§ **Passage given**:
○ ○ ○ ○ ○ ○ ○

Donald Trump’s shadow looms over Georgia Senate runoffs

Trump
Will the President engage?

President Donald Trump won’t be on the ballot in January when Georgia voters settle two Senate runoffs that will determine control of the U.S. Senate. But both Republicans and Democrats are hoping voters forget that.

After watching turnout surge in last week’s election, the parties are banking on using Trump — both rage against him and devotion to him — as key drivers in their push to get voters to return to the polls. For Republicans, that means feeding off frustrations over Trump’s defeat, baseless allegations of widespread voter fraud and fear of President-elect Joe Biden’s policy agenda. But their biggest draw — Trump himself — has not committed publicly to using his influence to turn out voters, a silence that has some Republicans worried.

Democrats, meanwhile, are hoping to retain the intensity of a ground operation fueled by opposition to Trump and his policies — even though the President has lost the White House.

The two Senate contests offer an early measure of Trump’s lasting political imprint and whether both parties can sustain momentum in the post-Trump era.

○ ○ ○ ○ ○ ○ ○

§ **Aim a**: Print the lines of the article on the Georgia Senate runoffs, starting with "Donald Trump’s shadow" and going on through "voters forget that.".

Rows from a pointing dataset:

○ ○ ○ ○ ○ ○ ○

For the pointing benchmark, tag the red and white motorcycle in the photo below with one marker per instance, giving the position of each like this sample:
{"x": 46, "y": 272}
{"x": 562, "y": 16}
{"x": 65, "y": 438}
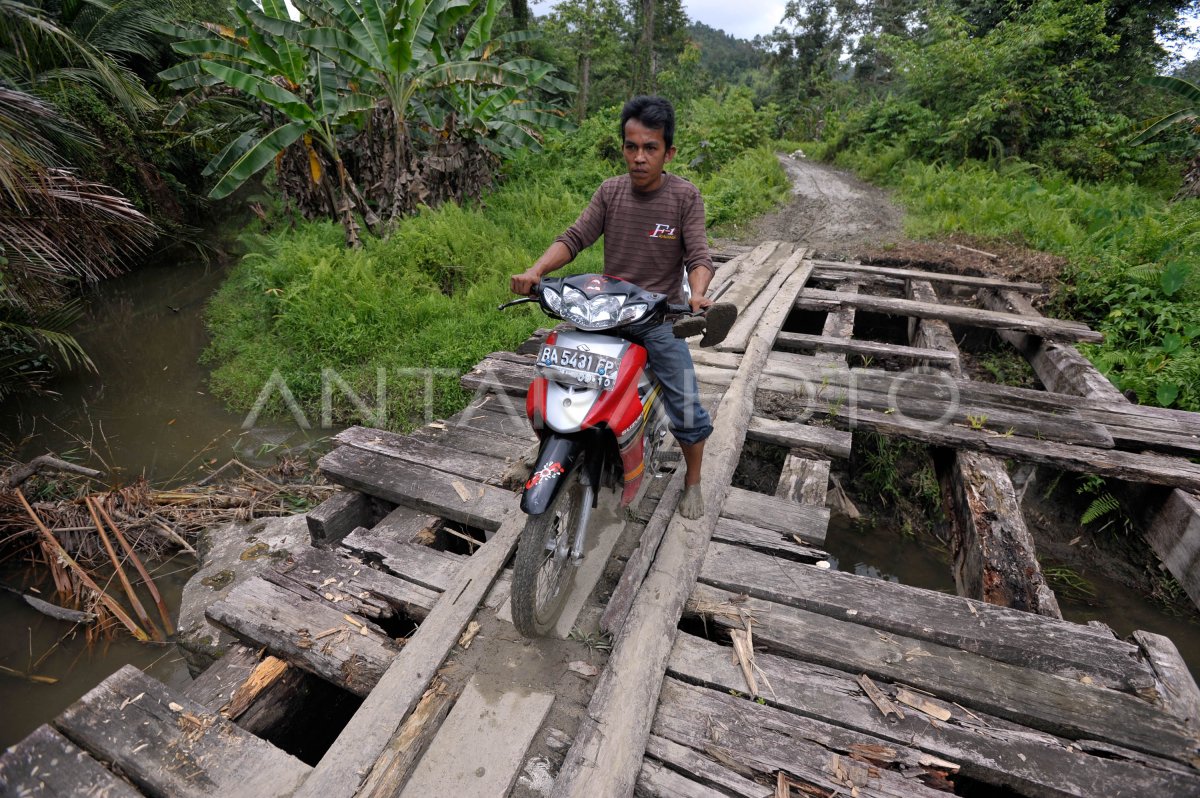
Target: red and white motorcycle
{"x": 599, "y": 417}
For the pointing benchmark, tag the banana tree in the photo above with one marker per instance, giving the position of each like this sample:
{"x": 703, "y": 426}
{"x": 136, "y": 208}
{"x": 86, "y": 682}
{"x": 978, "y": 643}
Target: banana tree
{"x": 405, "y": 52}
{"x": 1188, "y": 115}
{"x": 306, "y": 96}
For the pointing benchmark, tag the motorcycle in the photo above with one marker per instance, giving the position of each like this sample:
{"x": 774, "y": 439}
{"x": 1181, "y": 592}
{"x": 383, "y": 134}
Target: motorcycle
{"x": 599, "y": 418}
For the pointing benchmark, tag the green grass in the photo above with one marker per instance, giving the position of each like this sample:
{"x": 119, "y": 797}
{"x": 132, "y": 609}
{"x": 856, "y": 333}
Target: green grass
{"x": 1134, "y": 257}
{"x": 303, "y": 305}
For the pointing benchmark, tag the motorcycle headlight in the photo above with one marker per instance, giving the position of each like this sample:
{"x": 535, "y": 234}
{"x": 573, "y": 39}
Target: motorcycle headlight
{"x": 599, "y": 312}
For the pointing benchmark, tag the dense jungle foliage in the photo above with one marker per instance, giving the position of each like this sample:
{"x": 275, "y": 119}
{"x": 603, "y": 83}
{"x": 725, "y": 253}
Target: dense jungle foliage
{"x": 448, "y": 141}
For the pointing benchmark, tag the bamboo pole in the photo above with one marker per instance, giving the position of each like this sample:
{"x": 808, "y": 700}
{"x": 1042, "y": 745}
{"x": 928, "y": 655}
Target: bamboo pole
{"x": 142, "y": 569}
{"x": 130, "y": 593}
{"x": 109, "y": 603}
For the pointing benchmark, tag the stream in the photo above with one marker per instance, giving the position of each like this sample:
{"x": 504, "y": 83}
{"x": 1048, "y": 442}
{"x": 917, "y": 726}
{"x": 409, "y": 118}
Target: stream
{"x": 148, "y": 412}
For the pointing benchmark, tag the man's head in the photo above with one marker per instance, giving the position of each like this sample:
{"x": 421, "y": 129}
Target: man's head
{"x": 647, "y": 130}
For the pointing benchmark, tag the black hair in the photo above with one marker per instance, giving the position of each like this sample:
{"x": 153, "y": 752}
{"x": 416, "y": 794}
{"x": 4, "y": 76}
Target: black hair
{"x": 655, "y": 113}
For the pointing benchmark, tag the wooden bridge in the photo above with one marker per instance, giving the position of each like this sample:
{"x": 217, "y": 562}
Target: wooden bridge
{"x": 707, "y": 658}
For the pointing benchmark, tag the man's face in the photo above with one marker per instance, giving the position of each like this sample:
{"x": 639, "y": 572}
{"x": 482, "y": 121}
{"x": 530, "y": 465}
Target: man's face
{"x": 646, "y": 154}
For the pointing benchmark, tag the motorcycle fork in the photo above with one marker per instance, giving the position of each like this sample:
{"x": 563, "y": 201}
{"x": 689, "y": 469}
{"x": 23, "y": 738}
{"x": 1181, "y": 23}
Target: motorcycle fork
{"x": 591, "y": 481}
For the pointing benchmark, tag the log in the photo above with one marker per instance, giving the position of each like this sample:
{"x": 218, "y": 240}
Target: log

○ ○ ○ ○ ○ ○ ○

§ **Aim b**: Return each line of the entries above that contains the word "green".

§ **Solution a**:
Donald Trump’s shadow looms over Georgia Senate runoffs

Trump
Will the President engage?

President Donald Trump won’t be on the ballot in January when Georgia voters settle two Senate runoffs that will determine control of the U.S. Senate. But both Republicans and Democrats are hoping voters forget that.

§ **Solution b**:
For the pointing benchmark, tag the green grass in the photo above with one marker per instance, giving the position of each like this sample:
Target: green grass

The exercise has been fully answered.